### [QUOTED PASSAGE]
Colorado resident Eric Ortega is one of 73 out-of-state students among the 1,796-member Washtenaw Community College Class of 2021.
That’s a high number of out-of-state graduates for a typical community college, primarily a result of the college’s partnership with the United Association of Journeymen and Apprentices of the Plumbing and Pipefitting Industry (UA).
The UA held its Instructor Training Program on the WCC campus for 30 consecutive summers until COVID-19 put it on hold in 2020. The annual train-the-trainer event culminates in becoming a UA Certified Instructor after attending for five summers, something Ortega completed back in 2009.
As an extension of that training partnership, the college offers UA University @ WCC, a specialized learning opportunity that allows UA members to build upon their trade-related experience and apprenticeships while pursuing certificates and associate degree programs specifically designed for the union.
The UA has had a permanent presence on the WCC campus since 2003, when the 15,500-square-foot Great Lakes Regional Training Center opened and began hosting year-round courses and serving as the hub of the union’s distance learning operation. The building underwent extensive renovations in 2014.
As Ortega worked his full-time job as the Training Director for UA Local 208 in Denver, he decided to pursue a personal goal of earning a college degree while setting a positive example for the apprentices in the organization and his own two children.
Taking one online class each semester on his way to an Associate of Applied Science in Industrial Training, Ortega graduated with high honors (over 3.8 GPA).
Ortega is one of nine UA members to graduate with an Industrial Training associate degree in 2021 while 26 members received a Construction Supervision associate degree and 25 received a Journeyman Industrial associate degree. Another 34 members earned a Construction Supervision certificate.
It’s not unusual for Ortega to put in 65 to 75-hour work weeks, so he would regularly get to his office at 5 a.m. in order to dedicate an hour to 90 minutes on school work each day.
It was a big commitment, but Ortega thought it was important to “show my kids it is never too late to complete your goals.” He calls education “the true equalizer,” because it shows that hard work and determination will always prevail.
“When you are in a class, it doesn’t matter who you are or where you’re from,” Ortega said. “Nobody can stop you from your goal. Backgrounds don’t matter, social status doesn’t matter.”

### [EXERCISE SET]
**A)** Decide whether each statement agrees with the article on Eric Ortega's graduation, answering yes or no and quoting the words from the article that settle it: (i) The UA held its Instructor Training Program on the WCC campus for 30 consecutive summers. (ii) The Great Lakes Regional Training Center opened in 2014. (iii) Ortega took two online classes each semester.
**B)** According to the article on Eric Ortega's graduation, what time would Ortega regularly arrive at his office?
**C)** Reproduce word for word the part of the article on Eric Ortega's graduation that runs between "The UA held" and "back in 2009.", inclusive.
The records that come after this point are separate material and have nothing to do with the article on Eric Ortega's graduation.

### [EXTRACTED RECORDS]
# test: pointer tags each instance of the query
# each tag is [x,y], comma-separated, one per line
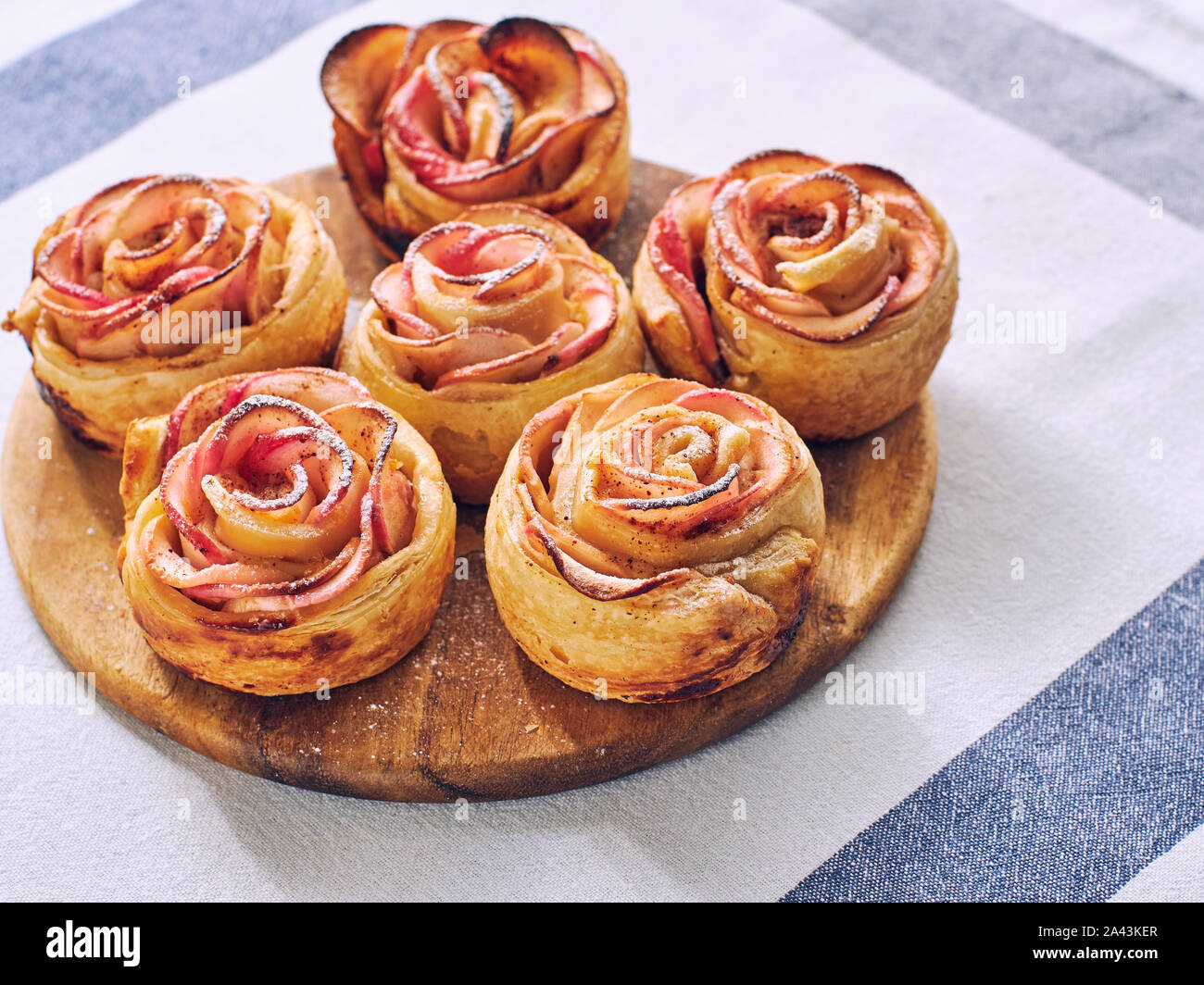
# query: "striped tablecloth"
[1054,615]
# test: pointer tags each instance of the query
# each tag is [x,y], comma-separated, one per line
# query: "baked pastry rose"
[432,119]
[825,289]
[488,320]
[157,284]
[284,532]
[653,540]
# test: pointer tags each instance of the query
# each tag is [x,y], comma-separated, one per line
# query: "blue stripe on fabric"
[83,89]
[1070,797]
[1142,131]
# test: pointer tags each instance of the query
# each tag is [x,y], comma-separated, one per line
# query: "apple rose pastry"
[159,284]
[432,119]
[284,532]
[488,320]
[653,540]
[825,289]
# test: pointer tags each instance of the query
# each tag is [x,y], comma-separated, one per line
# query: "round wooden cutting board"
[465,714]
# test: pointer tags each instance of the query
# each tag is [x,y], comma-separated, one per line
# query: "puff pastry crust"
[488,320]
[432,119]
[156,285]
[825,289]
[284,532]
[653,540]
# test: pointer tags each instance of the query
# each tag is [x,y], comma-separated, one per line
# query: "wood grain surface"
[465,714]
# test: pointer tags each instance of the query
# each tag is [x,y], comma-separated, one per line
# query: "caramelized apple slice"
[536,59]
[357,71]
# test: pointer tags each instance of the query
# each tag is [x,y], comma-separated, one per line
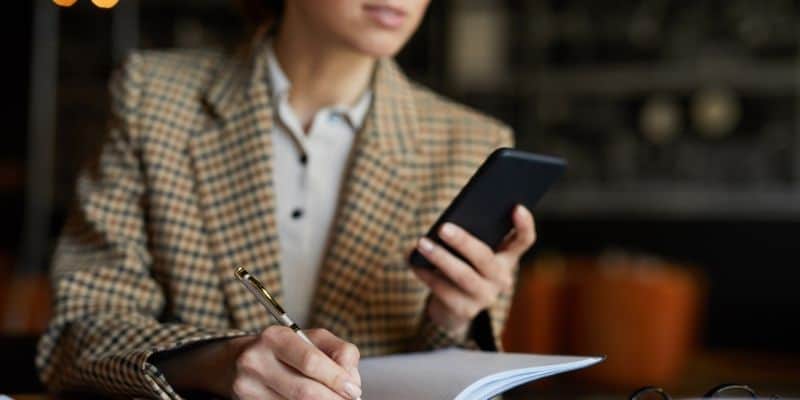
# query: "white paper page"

### [ANSWER LIST]
**A)**
(i) Yes: "The UA held its Instructor Training Program on the WCC campus for 30 consecutive summers until COVID-19 put it on hold in 2020."
(ii) No: "since 2003, when the 15,500-square-foot Great Lakes Regional Training Center opened"
(iii) No: "Taking one online class each semester"

**B)** He would regularly get to his office at 5 a.m.

**C)**
The UA held its Instructor Training Program on the WCC campus for 30 consecutive summers until COVID-19 put it on hold in 2020. The annual train-the-trainer event culminates in becoming a UA Certified Instructor after attending for five summers, something Ortega completed back in 2009.